**Фрагмент документа:**

▬▬▬

Вторая ступень включает оценку связи “ЭФ–ЭУ”. На этой ступени важно численно понимать, насколько ЭФ близки к ЭУ (выгодам), какие ЭФ обеспечивают создание услуг и каковы взаимоотношения между различными ЭФ. Некоторые ЭФ, главным образом, обеспечивающие, являются одновременно ЭУ, но большинство ЭУ – это синтез множества одновременно действующих ЭФ (“пучок экосистемных функций” (Duncan et al., 2015). Для численной оценки ключевых ЭФ, лежащих в основе конечной ЭУ, предложена концепция “портфелей ЭФ” (Duncan et al., 2015), согласно которой учитывается коэффициент среднего относительного вклада ЭФ и коэффициент ее незаменимости. ЭФ возможно объединять в группы на основе сходства функциональных признаков, механизмов и трофических уровней биоразнообразия. Сравнение структуры портфелей различных ЭУ может быть использовано при оценке компромиссов и синергии между ними (см. ниже). Другим методом оценки связей ЭУ является сетевая теория оценки ЭУ (Dee et al., 2017). ЭУ представлены как социо- экономико-экологическая мета-сеть, в узлах которой расположены субъекты взаимодействия, например, запасы природного капитала в экологических сетях или отдельные организации в социально-экономических сетях, а линии, связывающие узлы, показывают взаимодействия между ними.

В последнее время был опубликован ряд обзоров, посвященных изучению связи “биоразнообразие – ЭУ” (Harrison, 2014; Evers et al., 2018; и др.). Большинством исследователей обнаружена положительная связь между биоразнообразием и экосистемными услугами, но она не всегда носила линейный характер. Например, выявлены нелинейные связи и смешанные варианты, или исследования вообще не выявили связи. К тому же, разные категории ЭУ по-разному реагируют на уровень биоразнообразия (Science…, 2015): высокий уровень биоразнообразия положительно влияет на регулирующие и культурные услуги. Однако высокий уровень обеспечивающих услуг может быть достигнут при низком уровне биоразнообразия. Примером могут служить лесные плантации с высоким запасом древесной биомассы, которые в меньшей степени выполняют функции по сохранению биоразнообразия и регулированию биогеохимических циклов (Тебенькова и др., 2017), чем естественные леса, и которые совершенно не представляют интереса для отдыха.

▬▬▬

Сохранённые строки:
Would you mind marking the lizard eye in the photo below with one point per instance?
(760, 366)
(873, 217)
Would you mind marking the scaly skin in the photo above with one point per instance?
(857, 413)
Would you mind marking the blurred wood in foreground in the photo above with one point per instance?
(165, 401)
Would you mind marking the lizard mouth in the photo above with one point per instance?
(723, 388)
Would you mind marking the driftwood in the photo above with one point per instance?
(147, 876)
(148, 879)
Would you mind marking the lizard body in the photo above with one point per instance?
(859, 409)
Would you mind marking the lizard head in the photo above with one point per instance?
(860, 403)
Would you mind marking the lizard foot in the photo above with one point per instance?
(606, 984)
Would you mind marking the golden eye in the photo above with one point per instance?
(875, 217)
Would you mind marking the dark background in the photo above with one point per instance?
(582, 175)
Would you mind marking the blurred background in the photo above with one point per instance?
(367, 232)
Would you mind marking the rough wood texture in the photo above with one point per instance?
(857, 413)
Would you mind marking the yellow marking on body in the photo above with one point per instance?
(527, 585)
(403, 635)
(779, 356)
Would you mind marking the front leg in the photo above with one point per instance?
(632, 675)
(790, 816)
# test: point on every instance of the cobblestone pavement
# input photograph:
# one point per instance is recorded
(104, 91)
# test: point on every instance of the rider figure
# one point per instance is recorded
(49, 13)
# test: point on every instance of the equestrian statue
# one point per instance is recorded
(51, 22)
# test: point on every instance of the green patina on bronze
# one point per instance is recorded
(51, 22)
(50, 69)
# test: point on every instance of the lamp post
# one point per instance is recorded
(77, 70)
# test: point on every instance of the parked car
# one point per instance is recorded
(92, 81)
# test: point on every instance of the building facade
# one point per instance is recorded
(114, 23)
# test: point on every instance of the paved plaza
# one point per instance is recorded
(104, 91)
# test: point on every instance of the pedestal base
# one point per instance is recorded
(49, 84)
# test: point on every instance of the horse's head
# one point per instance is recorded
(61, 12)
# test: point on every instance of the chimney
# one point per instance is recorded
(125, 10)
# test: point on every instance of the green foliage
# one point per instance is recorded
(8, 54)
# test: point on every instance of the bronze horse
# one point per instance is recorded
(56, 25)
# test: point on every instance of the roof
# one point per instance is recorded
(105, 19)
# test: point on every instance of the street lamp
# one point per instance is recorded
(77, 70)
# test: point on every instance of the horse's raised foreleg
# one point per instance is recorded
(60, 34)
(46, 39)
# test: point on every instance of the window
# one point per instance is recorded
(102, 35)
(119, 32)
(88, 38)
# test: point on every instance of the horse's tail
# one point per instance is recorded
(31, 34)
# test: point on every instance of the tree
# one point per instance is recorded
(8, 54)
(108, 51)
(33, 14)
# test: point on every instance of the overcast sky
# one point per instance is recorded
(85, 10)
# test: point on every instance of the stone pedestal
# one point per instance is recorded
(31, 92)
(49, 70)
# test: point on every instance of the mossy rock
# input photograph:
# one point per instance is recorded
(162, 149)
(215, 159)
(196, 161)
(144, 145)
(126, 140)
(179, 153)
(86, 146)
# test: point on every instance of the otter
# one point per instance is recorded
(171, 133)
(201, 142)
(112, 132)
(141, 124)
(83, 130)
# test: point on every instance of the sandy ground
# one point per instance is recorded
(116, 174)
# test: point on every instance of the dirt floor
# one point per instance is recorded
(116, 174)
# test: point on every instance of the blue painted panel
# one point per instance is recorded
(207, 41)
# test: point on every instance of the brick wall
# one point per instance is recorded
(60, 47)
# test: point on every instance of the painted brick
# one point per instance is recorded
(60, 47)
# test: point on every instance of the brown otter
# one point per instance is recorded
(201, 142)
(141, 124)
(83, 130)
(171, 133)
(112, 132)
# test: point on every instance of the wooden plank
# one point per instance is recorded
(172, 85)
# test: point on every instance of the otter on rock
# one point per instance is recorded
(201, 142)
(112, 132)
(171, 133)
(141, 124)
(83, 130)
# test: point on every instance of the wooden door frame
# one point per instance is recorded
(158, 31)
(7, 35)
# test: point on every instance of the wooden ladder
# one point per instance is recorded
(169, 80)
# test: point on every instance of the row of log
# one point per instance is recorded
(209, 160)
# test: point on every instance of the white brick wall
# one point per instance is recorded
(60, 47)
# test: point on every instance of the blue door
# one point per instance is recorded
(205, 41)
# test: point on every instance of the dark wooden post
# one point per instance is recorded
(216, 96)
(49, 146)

▬▬▬

**Задания к выполнению:**
1. Переведите на английский язык предложение из фрагмента документа: «Большинством исследователей обнаружена положительная связь между биоразнообразием и экосистемными услугами, но она не всегда носила линейный характер».
2. Поясните в одном–трёх предложениях, почему во фрагменте документа лесные плантации приведены как пример высокого уровня обеспечивающих услуг при низком уровне биоразнообразия.

**Итоговые ответы:**
1. Most researchers have found a positive relationship between biodiversity and ecosystem services, but it has not always been linear.

2. Лесные плантации имеют высокий запас древесной биомассы. Однако функции по сохранению биоразнообразия и регулированию биогеохимических циклов они выполняют в меньшей степени, чем естественные леса, и совершенно не представляют интереса для отдыха.